Exercise requirements ::
Copy all of the records below exactly as they appear, line for line, and leave the pictures out.

::: Records shown :::

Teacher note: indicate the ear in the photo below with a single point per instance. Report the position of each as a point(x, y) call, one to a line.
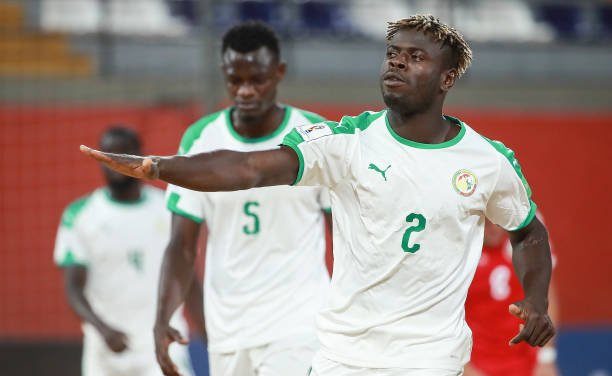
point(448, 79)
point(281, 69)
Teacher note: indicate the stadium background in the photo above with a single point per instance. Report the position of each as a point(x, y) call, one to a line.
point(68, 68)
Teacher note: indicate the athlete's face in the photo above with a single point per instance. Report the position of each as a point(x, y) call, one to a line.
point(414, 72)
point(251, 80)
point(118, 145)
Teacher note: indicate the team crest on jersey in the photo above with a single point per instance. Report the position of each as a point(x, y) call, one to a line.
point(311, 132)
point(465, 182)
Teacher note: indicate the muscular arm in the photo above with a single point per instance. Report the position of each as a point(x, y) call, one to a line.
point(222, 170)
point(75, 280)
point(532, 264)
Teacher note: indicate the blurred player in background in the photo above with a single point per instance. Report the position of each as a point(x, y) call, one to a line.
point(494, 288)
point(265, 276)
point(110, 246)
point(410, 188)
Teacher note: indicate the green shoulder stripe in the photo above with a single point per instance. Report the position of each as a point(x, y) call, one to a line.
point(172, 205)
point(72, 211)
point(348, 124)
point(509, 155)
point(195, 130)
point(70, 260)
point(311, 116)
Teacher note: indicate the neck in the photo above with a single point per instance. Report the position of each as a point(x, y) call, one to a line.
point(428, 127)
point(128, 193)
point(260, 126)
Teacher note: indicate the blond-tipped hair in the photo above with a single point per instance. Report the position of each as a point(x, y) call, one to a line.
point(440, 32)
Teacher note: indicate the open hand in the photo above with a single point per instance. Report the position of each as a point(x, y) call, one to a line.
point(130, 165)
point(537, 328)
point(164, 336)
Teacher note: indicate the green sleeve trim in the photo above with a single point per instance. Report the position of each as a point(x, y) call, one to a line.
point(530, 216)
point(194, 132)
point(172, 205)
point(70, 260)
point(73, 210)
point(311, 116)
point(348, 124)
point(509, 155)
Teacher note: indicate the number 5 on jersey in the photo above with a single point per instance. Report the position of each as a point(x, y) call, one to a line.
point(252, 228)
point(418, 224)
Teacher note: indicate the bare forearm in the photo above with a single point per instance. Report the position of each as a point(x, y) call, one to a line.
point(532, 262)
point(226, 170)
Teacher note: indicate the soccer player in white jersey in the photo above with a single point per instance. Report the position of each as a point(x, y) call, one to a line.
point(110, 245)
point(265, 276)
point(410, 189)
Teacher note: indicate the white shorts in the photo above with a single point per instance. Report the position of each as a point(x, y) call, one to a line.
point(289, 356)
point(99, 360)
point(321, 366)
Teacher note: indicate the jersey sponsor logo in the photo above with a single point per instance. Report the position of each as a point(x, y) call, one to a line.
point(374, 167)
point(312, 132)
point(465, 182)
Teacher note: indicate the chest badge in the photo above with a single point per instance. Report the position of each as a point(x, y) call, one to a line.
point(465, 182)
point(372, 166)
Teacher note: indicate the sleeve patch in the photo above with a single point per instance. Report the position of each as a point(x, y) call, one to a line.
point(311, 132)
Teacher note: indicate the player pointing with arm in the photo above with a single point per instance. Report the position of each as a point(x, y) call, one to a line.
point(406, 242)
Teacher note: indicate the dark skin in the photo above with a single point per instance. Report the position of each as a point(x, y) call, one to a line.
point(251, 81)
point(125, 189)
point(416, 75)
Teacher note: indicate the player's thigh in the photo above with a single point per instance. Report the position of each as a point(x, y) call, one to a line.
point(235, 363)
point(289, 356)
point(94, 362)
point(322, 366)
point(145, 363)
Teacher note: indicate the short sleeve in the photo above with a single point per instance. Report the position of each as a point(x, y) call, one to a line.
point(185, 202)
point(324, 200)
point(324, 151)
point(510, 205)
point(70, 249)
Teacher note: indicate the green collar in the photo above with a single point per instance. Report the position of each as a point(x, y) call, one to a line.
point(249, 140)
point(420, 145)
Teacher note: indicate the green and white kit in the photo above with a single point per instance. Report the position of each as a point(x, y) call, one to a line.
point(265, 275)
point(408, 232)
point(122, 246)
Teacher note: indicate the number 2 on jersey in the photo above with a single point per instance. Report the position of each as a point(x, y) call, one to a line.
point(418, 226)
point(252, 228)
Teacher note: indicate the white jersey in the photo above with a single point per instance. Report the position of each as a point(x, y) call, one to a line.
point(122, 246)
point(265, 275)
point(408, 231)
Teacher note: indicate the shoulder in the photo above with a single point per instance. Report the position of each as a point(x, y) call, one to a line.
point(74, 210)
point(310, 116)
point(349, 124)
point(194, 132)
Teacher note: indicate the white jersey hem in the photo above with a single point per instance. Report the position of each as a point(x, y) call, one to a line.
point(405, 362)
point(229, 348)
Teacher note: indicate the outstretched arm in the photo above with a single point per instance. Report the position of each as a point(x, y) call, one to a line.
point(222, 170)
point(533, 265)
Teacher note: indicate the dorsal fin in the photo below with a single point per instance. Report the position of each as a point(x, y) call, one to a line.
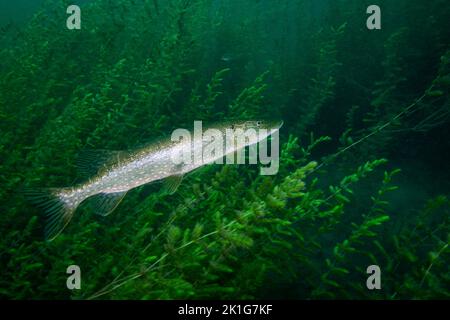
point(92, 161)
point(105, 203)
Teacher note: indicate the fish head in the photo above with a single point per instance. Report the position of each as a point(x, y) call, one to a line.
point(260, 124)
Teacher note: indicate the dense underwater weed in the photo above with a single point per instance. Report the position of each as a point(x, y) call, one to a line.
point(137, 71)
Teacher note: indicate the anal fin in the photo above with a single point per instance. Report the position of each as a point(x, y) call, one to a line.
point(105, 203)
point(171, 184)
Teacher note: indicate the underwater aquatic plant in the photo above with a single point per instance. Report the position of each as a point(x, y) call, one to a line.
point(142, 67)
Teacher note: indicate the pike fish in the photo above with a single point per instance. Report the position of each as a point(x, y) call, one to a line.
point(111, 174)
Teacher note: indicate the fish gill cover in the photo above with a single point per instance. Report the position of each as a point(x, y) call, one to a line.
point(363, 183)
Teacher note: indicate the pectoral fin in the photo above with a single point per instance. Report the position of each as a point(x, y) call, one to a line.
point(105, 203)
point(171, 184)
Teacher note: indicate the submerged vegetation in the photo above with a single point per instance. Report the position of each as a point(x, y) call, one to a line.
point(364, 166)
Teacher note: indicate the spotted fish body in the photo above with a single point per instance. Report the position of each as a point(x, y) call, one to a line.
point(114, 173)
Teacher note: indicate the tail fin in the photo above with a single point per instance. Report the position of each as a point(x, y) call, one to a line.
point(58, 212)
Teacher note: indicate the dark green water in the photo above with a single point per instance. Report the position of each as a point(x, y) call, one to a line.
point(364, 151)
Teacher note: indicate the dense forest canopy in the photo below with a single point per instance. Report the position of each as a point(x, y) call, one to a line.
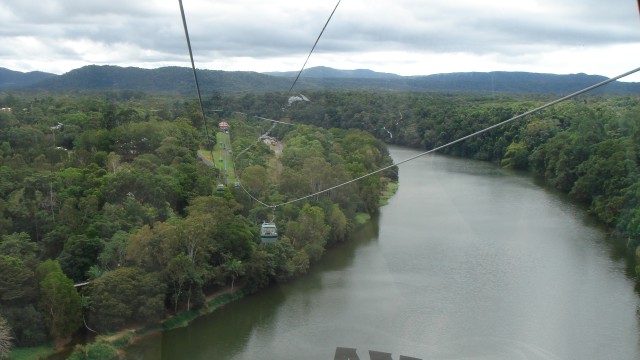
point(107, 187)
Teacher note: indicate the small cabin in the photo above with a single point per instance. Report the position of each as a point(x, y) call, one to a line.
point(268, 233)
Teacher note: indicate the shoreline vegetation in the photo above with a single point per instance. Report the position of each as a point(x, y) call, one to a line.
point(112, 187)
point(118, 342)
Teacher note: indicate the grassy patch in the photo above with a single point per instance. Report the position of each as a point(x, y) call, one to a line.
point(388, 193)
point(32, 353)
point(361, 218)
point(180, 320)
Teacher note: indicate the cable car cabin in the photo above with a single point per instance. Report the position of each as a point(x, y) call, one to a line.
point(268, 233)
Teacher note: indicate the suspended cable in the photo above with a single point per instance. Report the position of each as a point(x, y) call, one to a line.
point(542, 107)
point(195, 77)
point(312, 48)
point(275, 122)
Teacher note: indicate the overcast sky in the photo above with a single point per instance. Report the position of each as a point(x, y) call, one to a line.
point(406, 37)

:::

Task output ::
Teacher note: indicate the ear in the photo below with a single point per instance. Report the position of each as a point(x, y) call, one to a line.
point(448, 79)
point(281, 69)
Teacher note: indicate the stadium background in the photo above with a single point per instance. Report the position of each as a point(x, y) call, one to a line.
point(68, 68)
Teacher note: indicate the athlete's face in the photo above with a single point per instance. Report the position of each as a point(x, y) call, one to a line.
point(414, 72)
point(251, 80)
point(118, 145)
Teacher note: indicate the team crest on jersey in the photo above with a single point per instance. Report the position of each as a point(x, y) call, one to a line.
point(311, 132)
point(465, 182)
Teacher note: indicate the muscular arm in the photo above with a single point per instance. Report the position of each as a point(x, y) call, one to a line.
point(222, 170)
point(75, 280)
point(532, 264)
Teacher note: indicate the blurred player in background in the photo above with a single point per instance. Report the position of each as a point(x, y) call, one to a line.
point(494, 288)
point(265, 276)
point(110, 246)
point(410, 188)
Teacher note: indicate the green shoulder stripe in the photo above with a single point per instance. Report the position of each as a point(x, y) call, one to a line.
point(172, 205)
point(72, 211)
point(348, 124)
point(509, 155)
point(195, 130)
point(70, 260)
point(311, 116)
Teacher note: indicate the neck in the photo above with a single point per instance. Report the position of each as a point(x, y) call, one to a line.
point(428, 127)
point(128, 193)
point(260, 126)
Teacher note: indicate the blond-tipped hair in the photo above with a single point per instance. Report the position of each as a point(x, y) call, one to a line.
point(440, 32)
Teacher note: indicate the open hand in the photo above with a single point per instance. Report the position of each as a point(x, y) call, one to a line.
point(130, 165)
point(537, 328)
point(164, 336)
Teacher note: indicate the green sleeve trim in the photo above with a single point per instance. Report the position of each as a point(x, y) call, one to a line.
point(530, 216)
point(194, 132)
point(172, 205)
point(70, 260)
point(73, 210)
point(311, 116)
point(348, 124)
point(509, 155)
Teacher note: indicate the number 5 on jersey in the photo above with a single point per instance. Report the position of each as a point(x, y) call, one to a line.
point(252, 228)
point(418, 224)
Teacher note: indicate the bare forearm in the photo above with a single point per instance. Report the position of each as a point(x, y) call, one to a line.
point(532, 262)
point(226, 170)
Teacher note: indicate the soccer player in white jersey in the photo above with a single point per instance. Report the position of each as a point(x, y) call, one to a line.
point(110, 245)
point(265, 276)
point(410, 189)
Teacher note: indicate the white shorts in the photo above with a single point per instance. Report the position of each as a point(x, y) call, one to a line.
point(289, 356)
point(99, 360)
point(321, 366)
Teacher note: indicate the jersey sponsor logo in the photo above with a single point per instance. Report the position of each as a point(x, y) call, one to a line.
point(374, 167)
point(312, 132)
point(465, 182)
Teacher note: indicate the chest badge in the photo above with a single point per instance. Report the position of each as a point(x, y) call, one to a line.
point(465, 182)
point(372, 166)
Teacher note: indicate the sleeve patch in the photo above with a single point per instance. Report the position of each as a point(x, y) call, one to a line.
point(311, 132)
Teacher note: indicate the player pointing with arm in the photo above with a single point per instance. Report the position of each as a point(x, y) call, one to a line.
point(406, 242)
Teacher note: indicate the dark skin in the photo above with a single point per instance. Report the position of each as a point(x, y) call, one to a line.
point(251, 81)
point(125, 189)
point(416, 75)
Teacher note: indicate the player's thigh in the photo above with a single point per instance. Report the position of each as a point(x, y) call, one to a line.
point(235, 363)
point(289, 356)
point(94, 362)
point(322, 366)
point(145, 363)
Teacher note: indicate the short sleeve in the photo above with a single point per instance. Report the position of each as a point(x, y) call, one to a line.
point(185, 202)
point(324, 200)
point(324, 151)
point(510, 205)
point(70, 249)
Teacher note: indicate the green collar in the photo above with a single point per instance. Report the position of each as a point(x, y) call, one to a line.
point(249, 140)
point(420, 145)
Teacher note: indicate the green and white kit in the photo above with a single point per instance. Report the position of each as a point(x, y) call, one to a line.
point(265, 275)
point(408, 232)
point(122, 246)
Teacher note: indicate the number 2 on jersey in the photo above with a single point per instance. Report the position of each as a point(x, y) call, one to a line.
point(418, 226)
point(252, 228)
Teacher note: indicate the white jersey in the photo above with a single point per instance. Report the position of each as a point(x, y) call, one to a line.
point(122, 246)
point(265, 275)
point(408, 231)
Teacher note: indicate the shoulder in the photo above with a single point per instance. Report the position of each as a point(x, y) call, one to a line.
point(74, 210)
point(310, 116)
point(349, 124)
point(194, 132)
Teacher note: indicate the white jersey hem in the photo above with a single point per instance. Report the position of each as a point(x, y) call, one to a line.
point(405, 362)
point(229, 348)
Teacher note: indicate the outstretched arm in the photo above with a single point per instance. Report the position of each as a point(x, y) call, one to a line.
point(222, 170)
point(533, 265)
Teacher note: indicate the dorsal fin in the photo below with a single point per instance. Report the position of each as a point(x, y) call, one to a line.
point(92, 161)
point(105, 203)
Teacher note: indicate the fish head in the photo above with a single point per instance. Report the position of each as a point(x, y) call, one to a line.
point(260, 124)
Teacher note: indicate the dense underwater weed in the photo above with a single point per instance. Report the position of each as a point(x, y) call, one to a line.
point(137, 71)
Teacher note: indicate the anal fin in the photo above with a single point per instance. Report the position of each as a point(x, y) call, one to a line.
point(105, 203)
point(171, 184)
Teacher note: indicate the underwater aquatic plant in the photo above with a single point per instance. Report the position of each as a point(x, y) call, one to a line.
point(142, 67)
Teacher note: indicate the pike fish in the photo above with a single point per instance. Report the position of each as a point(x, y) call, one to a line.
point(111, 174)
Teacher note: indicate the fish gill cover in the photo above with a single point per instance. Report the position of each as a point(x, y) call, one to a line.
point(363, 183)
Teacher note: indicate the pectoral fin in the photo above with a single point per instance. Report the position of each as a point(x, y) call, one to a line.
point(105, 203)
point(171, 184)
Teacher note: indicate the submerged vegetation in the photo above with a single point per instance. Report the position of each as a point(x, y) call, one to a line.
point(364, 166)
Teacher note: indicate the spotted fish body in the photo above with a single point per instance. Report the position of each as a point(x, y) call, one to a line.
point(114, 173)
Teacher note: indicate the tail fin in the photo above with a single point per instance. Report the position of each as a point(x, y) call, one to a line.
point(58, 212)
Teacher note: indicate the dark green water in the photo above with a single point per instance. Report the position of each as a point(x, y) call, one to a line.
point(364, 151)
Teacher note: indicate the dense forest canopy in the photo below with a single point per instance. Report the position of each as a point(x, y) call, one to a line.
point(107, 187)
Teacher note: indicate the small cabin in the photo above with a single point per instance. Report the position of each as a point(x, y) call, one to a line.
point(268, 233)
Teacher note: indicate the shoreline vegetation in the photo above with a single point per instance. Report the position of each as a point(x, y) call, one to a line.
point(112, 187)
point(118, 342)
Teacher note: indicate the grassy patch in the photo above with a single point per instance. Report the position of each as a point(x, y) call, one to a line.
point(388, 193)
point(32, 353)
point(361, 218)
point(180, 320)
Teacher note: indicate the cable car cabin in the photo above with a single point per instance. Report the position of each as a point(x, y) call, one to a line.
point(268, 233)
Teacher note: indicate the suspended cable in the photo above with a single point per instance. Report the position of each as a point(x, y) call, one to a line.
point(542, 107)
point(195, 77)
point(312, 48)
point(275, 122)
Teacher note: indicate the overcast sky in the photo above with a single point per instance. Report the position of each as a point(x, y) call, one to a line.
point(406, 37)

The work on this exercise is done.